Behaviour: how does it work?

How exactly does behaviour work and what happens in the body at that moment? 


Behaviour and stimuli 

An animal continuously receives information, both from the environment and from its own body. It needs this information to survive and to reproduce, the two main goals in an animal’s life. The information that the animal, a horse in this case, receives are called stimuli. A horse’s behaviour is determined by internal stimuli (its own motivation) and external stimuli. Internal stimuli are the motivation for the horse to respond or not to respond to an external stimulus. You could describe an external stimulus as a change in the environment that you can perceive with one of your senses. An example of a stimulus and subsequent behaviour is: a horse in nature is thirsty (internal stimulus), it sees a pool of water (external stimulus) and starts drinking (behaviour). 


Processing of stimuli: the nervous system and endocrine system 

What exactly happens when a stimulus enters the body? The body has two systems for this: the nervous system and the endocrine system. The nervous system consists of the central nervous system (brain and spinal cord), peripheral nervous system (nerves) and autonomic nervous system (regulates the function of the internal organs). The entire system plays a coordinating role in all actions in the body, including the processing of stimuli. To illustrate how this stimulus processing works, let’s look at an example of a horse fleeing. 

The horse is quietly grazing. Its senses then perceive a change in the environment, with its ears it hears a rustling sound (= external stimulus) and with its eyes it sees movement in the bushes (= external stimulus). These stimuli are converted into an electrical message by the senses. This is then converted into the release of neurotransmitters, which are chemicals that contain messages. A sensory nerve cell transfers the message from the sensory cells to the central nervous system. This is processed in the brain and it is determined whether and what action should be taken. The horse wants to survive (= motivation) and its instinct is to flee at the sight of possible danger. So the brain has to make sure that the body goes into flight mode. Via the motor neuron cells, the brain sends a signal to those muscles that are necessary for the horse to run away. The moment the horse is at a safe distance, its motivation to flee will decrease. After all, it is no longer in immediate danger. Because its motivation decreases, the behaviour will also decrease, and it will continue with the next behaviour that motivates it, for example eating.

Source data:
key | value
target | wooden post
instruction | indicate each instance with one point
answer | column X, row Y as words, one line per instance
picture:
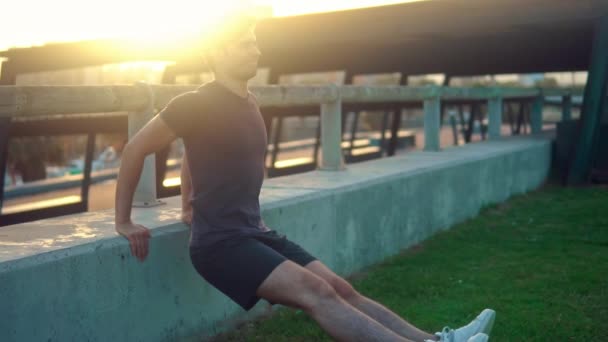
column 495, row 105
column 331, row 136
column 145, row 193
column 536, row 119
column 591, row 112
column 567, row 107
column 432, row 126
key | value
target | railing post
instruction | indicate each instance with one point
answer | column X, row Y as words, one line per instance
column 495, row 106
column 145, row 193
column 536, row 119
column 567, row 107
column 331, row 135
column 432, row 116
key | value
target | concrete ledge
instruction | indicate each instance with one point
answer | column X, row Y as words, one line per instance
column 73, row 278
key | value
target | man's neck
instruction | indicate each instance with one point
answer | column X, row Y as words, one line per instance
column 236, row 86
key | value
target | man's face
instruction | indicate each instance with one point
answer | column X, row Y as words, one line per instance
column 239, row 59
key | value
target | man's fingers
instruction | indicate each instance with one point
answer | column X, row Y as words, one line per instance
column 145, row 243
column 140, row 247
column 133, row 244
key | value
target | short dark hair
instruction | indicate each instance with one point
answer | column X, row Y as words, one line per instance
column 231, row 29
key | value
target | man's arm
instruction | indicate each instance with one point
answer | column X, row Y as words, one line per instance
column 152, row 137
column 186, row 190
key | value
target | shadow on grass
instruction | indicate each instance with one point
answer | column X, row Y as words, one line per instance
column 540, row 260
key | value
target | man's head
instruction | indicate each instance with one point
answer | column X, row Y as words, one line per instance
column 234, row 51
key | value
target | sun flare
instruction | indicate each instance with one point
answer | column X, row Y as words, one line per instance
column 148, row 22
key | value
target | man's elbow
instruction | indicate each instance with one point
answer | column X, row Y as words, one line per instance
column 132, row 152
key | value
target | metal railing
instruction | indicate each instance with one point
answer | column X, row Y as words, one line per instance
column 142, row 102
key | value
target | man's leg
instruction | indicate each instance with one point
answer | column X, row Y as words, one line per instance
column 371, row 308
column 292, row 285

### DIRECTIONS FOR THIS TASK:
Could you carry on the text on horse behavior, starting after its last sentence? These records are separate material, not part of the text on horse behavior.

### ANSWER SPACE:
The hormone system works in a similar way, only it works with hormones instead of neurotransmitters. Hormones are also signal substances, just like neurotransmitters, and are involved in a variety of bodily processes. The difference is that hormones are transported through the bloodstream and not through nerve cells. This type of transport is slower than through the nervous system, and it can therefore take longer for the body to respond to hormones (ranging from a few seconds to several days). There are a number of glands in the body that produce hormones. Some glands control their own production, but the majority is controlled by the pituitary gland (part of the brain). Let’s now continue with the example of the fleeing horse. The moment the brain activates the flight response, a signal is not only sent to the motor neurons, but also to the pituitary gland. The pituitary gland then directs the adrenal cortex (another gland) to produce the hormone adrenaline. Adrenaline provides a number of functions, including accelerating the breathing and heart rate, releasing energy, reducing blood flow to the intestines (digestion is not a priority) and increasing alertness. These are all functions that will increase the chance of survival at that time. If the flight behaviour decreases, the production of adrenaline will also decrease. 



So in short: The horse receives external stimuli. This information is passed on to the central nervous system. Here the information is processed and it is determined whether to respond to the external stimulus. If this motivation (internal stimulus) is there, the body will be directed to take the correct action(s). These actions are reflected in the behaviour of the horse. 

How an animal responds to a certain stimulus, in other words what behaviour it shows, has to do with its genes and experiences. We humans will react very differently to a rustling bush. We perceive the same stimuli as the horse (hearing and seeing the rustling), but our brains are programmed differently, so that other actions will be taken. We would rather walk towards the bush to investigate where that sound is coming from. And if it turns out to be a danger, we would rather fight to survive.